Start of Block

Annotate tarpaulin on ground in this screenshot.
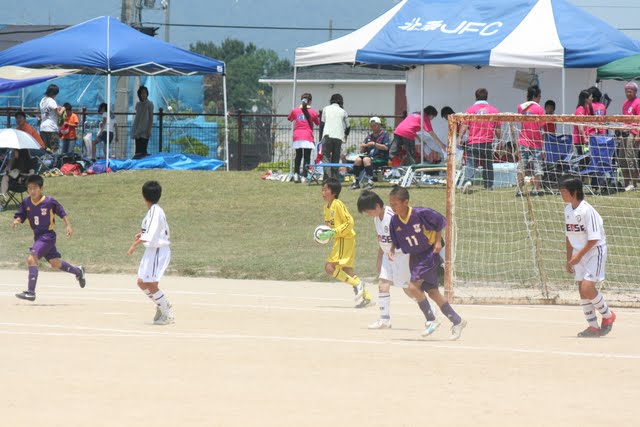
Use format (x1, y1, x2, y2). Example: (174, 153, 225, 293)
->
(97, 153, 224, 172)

End of Block
Start of Block

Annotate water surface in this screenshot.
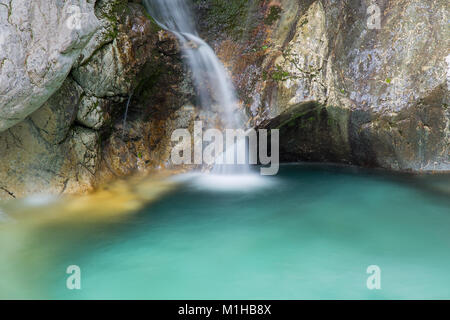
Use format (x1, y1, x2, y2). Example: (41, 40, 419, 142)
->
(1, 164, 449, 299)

End of Block

How many lines in this listing contain "screenshot"? Give that number and stop.

## Written solution
2